*Task item*
Each entry must be output exactly as it appears.

Entries taken from a collection:

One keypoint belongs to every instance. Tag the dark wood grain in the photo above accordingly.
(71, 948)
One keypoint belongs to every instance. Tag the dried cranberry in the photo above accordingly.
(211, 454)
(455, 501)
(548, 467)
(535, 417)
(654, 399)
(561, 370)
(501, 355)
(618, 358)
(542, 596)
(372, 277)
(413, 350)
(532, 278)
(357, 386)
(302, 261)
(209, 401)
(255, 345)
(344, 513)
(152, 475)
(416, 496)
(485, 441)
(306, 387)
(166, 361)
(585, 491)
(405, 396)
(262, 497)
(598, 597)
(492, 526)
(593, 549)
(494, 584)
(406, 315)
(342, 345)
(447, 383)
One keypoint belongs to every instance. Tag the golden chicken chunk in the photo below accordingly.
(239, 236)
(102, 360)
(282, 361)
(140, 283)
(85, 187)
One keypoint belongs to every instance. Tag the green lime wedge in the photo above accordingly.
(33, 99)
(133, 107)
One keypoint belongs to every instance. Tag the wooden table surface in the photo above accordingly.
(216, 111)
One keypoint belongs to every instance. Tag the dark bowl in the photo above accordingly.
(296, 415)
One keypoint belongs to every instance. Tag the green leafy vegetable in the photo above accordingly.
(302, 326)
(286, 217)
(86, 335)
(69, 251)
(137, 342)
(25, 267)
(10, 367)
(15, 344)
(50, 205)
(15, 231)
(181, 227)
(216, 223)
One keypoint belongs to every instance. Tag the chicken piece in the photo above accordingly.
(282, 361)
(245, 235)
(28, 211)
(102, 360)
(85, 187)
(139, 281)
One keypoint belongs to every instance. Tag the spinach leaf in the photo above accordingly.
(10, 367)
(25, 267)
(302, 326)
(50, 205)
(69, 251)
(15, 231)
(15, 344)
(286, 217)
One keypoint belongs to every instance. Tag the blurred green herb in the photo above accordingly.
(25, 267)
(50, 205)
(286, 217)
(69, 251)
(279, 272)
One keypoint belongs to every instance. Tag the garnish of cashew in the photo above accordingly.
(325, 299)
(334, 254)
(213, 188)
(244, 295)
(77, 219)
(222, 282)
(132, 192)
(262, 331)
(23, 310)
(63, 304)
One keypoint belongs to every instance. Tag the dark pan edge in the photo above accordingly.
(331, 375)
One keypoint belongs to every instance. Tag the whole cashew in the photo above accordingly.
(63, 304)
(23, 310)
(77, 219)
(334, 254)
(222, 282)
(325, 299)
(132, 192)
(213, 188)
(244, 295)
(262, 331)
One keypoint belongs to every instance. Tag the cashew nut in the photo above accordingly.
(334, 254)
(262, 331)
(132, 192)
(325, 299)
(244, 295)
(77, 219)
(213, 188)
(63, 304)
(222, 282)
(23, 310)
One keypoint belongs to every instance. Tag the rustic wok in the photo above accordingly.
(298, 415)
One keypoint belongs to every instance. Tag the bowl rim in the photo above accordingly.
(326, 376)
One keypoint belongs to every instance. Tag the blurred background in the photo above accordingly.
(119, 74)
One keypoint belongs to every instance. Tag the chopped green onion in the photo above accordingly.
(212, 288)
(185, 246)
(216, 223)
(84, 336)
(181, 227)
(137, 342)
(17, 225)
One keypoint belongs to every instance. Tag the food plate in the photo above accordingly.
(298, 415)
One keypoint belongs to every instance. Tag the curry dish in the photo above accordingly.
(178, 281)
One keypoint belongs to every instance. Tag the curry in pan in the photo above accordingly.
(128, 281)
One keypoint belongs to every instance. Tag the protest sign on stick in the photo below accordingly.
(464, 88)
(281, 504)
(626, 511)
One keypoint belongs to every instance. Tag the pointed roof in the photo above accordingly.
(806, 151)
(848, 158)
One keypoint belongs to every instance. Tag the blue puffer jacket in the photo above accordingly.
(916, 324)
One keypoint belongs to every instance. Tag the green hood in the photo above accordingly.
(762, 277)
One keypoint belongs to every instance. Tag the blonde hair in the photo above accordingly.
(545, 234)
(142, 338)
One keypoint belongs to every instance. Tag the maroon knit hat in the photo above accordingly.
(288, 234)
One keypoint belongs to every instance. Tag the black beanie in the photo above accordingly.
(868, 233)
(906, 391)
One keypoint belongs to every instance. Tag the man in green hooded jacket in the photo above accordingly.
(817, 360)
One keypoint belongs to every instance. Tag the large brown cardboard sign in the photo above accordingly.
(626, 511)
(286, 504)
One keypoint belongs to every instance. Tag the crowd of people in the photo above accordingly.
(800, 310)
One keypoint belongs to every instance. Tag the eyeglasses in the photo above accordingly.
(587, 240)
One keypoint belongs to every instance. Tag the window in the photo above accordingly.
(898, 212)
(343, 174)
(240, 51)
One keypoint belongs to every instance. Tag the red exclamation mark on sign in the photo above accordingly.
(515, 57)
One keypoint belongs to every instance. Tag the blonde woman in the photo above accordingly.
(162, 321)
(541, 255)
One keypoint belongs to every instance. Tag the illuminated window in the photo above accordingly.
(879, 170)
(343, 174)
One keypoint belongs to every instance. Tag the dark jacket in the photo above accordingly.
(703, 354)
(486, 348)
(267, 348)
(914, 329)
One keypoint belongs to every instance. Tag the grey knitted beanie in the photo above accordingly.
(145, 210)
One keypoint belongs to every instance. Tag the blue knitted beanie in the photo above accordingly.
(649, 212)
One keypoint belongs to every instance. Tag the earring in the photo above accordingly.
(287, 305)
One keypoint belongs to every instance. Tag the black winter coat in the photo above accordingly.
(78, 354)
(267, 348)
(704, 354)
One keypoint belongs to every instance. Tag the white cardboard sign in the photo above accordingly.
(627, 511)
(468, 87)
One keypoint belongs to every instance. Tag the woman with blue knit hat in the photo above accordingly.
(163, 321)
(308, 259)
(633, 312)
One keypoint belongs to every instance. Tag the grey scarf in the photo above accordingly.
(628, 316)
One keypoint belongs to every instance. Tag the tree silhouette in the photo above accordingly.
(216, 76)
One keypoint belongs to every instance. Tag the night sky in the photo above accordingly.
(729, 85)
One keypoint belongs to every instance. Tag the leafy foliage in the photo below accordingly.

*Your response*
One keypoint belongs to every instance. Tag the dark wood grain in the photo above accordingly.
(71, 948)
One keypoint belongs to every instance. Tag the dried cranberry in the photo above accordingly.
(211, 454)
(455, 501)
(548, 467)
(535, 417)
(654, 399)
(561, 370)
(501, 355)
(618, 358)
(542, 596)
(372, 277)
(413, 350)
(532, 278)
(357, 386)
(302, 261)
(209, 401)
(255, 345)
(344, 513)
(152, 475)
(416, 496)
(485, 441)
(306, 387)
(166, 361)
(585, 491)
(405, 396)
(262, 497)
(598, 597)
(492, 526)
(593, 549)
(494, 584)
(406, 315)
(342, 345)
(447, 383)
One keypoint belongs to every instance. Tag the golden chicken chunk in the photo below accordingly.
(239, 236)
(102, 360)
(282, 361)
(140, 283)
(85, 187)
One keypoint belongs to every instance. Tag the green lime wedge in the photo above accordingly.
(33, 99)
(133, 107)
One keypoint belongs to every instance. Tag the wooden table surface in the photo above accordingly.
(216, 111)
One keypoint belongs to every instance. Tag the dark bowl in the photo above accordingly.
(296, 415)
One keypoint belongs to every instance. Tag the green leafy vegetable in the photo above accordingly.
(302, 326)
(286, 217)
(86, 335)
(69, 251)
(137, 342)
(25, 267)
(10, 367)
(15, 344)
(50, 205)
(15, 231)
(181, 227)
(216, 223)
One keypoint belongs to every instance. Tag the chicken piece in the photo above accordingly.
(282, 361)
(245, 235)
(28, 211)
(102, 360)
(85, 187)
(139, 281)
One keypoint belongs to every instance. Tag the spinach leaf in the photo above accordingly.
(10, 367)
(25, 267)
(302, 326)
(50, 205)
(69, 251)
(15, 231)
(15, 344)
(286, 217)
One keypoint belongs to every instance. Tag the blurred green herb in the photo above accordingly.
(25, 267)
(50, 205)
(286, 217)
(69, 251)
(279, 272)
One keypoint belongs to every instance. Tag the garnish of cashew in the photo above accordingly.
(325, 299)
(334, 254)
(213, 188)
(244, 295)
(77, 219)
(222, 282)
(132, 192)
(262, 331)
(23, 310)
(63, 304)
One keypoint belongs to every instance. Tag the dark pan edge in the photo above accordingly.
(331, 375)
One keypoint belongs to every instance. Tag the whole cashew in the photo above accordingly.
(63, 304)
(23, 310)
(77, 219)
(334, 254)
(222, 282)
(325, 299)
(132, 192)
(213, 188)
(244, 295)
(262, 331)
One keypoint belongs to every instance. Tag the cashew nut in the photo above accordingly.
(334, 254)
(262, 331)
(132, 192)
(325, 299)
(244, 295)
(77, 219)
(213, 188)
(63, 304)
(222, 282)
(23, 310)
One keypoint belongs to every instance. Tag the rustic wok in the photo above accordingly.
(298, 415)
One keypoint belongs to every instance. Tag the bowl rim in the photo above accordingly.
(326, 376)
One keypoint belongs to every instance. Tag the blurred background in the photo above accordingly.
(119, 74)
One keypoint belongs to every instance. Tag the chopped green onion in the photo above accordingly.
(212, 288)
(185, 246)
(216, 223)
(84, 336)
(181, 227)
(137, 342)
(17, 225)
One keypoint belongs to every instance. Tag the food plate in the photo above accordingly.
(298, 415)
One keypoint belongs to every instance. Tag the curry dish in the photo above accordingly.
(178, 281)
One keypoint belongs to every instance. Tag the curry in pan in the photo above accordingly.
(128, 281)
One keypoint belongs to every instance. Tag the protest sign on stick in the photo below accordingly.
(464, 88)
(281, 504)
(626, 511)
One keypoint belongs to every instance. Tag the pointed roof in the photo above accordingly.
(806, 151)
(848, 158)
One keypoint belongs to every instance. Tag the blue puffer jacket in the photo above accordingly.
(916, 324)
One keypoint belongs to every instance. Tag the green hood in the photo above accordingly.
(762, 277)
One keypoint belongs to every instance. Tag the blonde hair in the photo above accordingly.
(545, 234)
(142, 338)
One keypoint belongs to every instance. Tag the maroon knit hat in the photo above accordingly.
(288, 234)
One keypoint belongs to every instance. Tag the black beanie in the photo above accordingly.
(868, 233)
(906, 391)
One keypoint belongs to every instance. Tag the man in green hooded jacket in the photo above accordingly.
(817, 360)
One keypoint belongs to every instance. Tag the large brown cardboard sign in the photo above accordingly.
(626, 511)
(286, 504)
One keypoint belongs to every instance. Tag the crowd of people in the photo above accordingly.
(800, 310)
One keypoint belongs to every instance. Tag the eyeglasses in the photo above accordingly.
(587, 240)
One keypoint belongs to every instance. Tag the window in the photo above accordingly.
(898, 212)
(343, 174)
(240, 51)
One keypoint belongs to every instance. Tag the red exclamation mark on sign in the photo above accordingly.
(515, 57)
One keypoint belongs to every instance. Tag the blonde woman in the photo above accordingly.
(162, 321)
(541, 255)
One keypoint belongs to every instance. Tag the illuminated window in the photo above accordingly.
(879, 170)
(343, 174)
One keypoint belongs to every instance. Tag the dark jacket in the photo above accordingly.
(703, 354)
(486, 348)
(267, 348)
(914, 329)
One keypoint belongs to every instance. Tag the grey knitted beanie in the photo above accordingly.
(145, 210)
One keypoint belongs to every instance. Tag the blue knitted beanie in the photo above accordingly.
(649, 212)
One keypoint belongs to every instance. Tag the earring in the photo above accordingly.
(287, 305)
One keypoint belongs to every instance. Tag the black winter coat in the photo above accordingly.
(78, 354)
(267, 348)
(704, 354)
One keypoint belongs to every instance. Tag the white cardboard sign in the photo above accordingly.
(627, 511)
(468, 87)
One keypoint belongs to every instance. Tag the woman with blue knit hat in the photo above accordingly.
(163, 321)
(308, 259)
(633, 312)
One keypoint belongs to every instance. Tag the grey scarf in the photo above accordingly.
(628, 316)
One keypoint belongs to every instance. Tag the tree silhouette in the photo above accordingly.
(216, 76)
One keypoint belongs to every instance. Tag the night sky in the photo above accordingly.
(729, 85)
One keypoint belongs to every instance. Tag the leafy foliage in the photo below accordingly.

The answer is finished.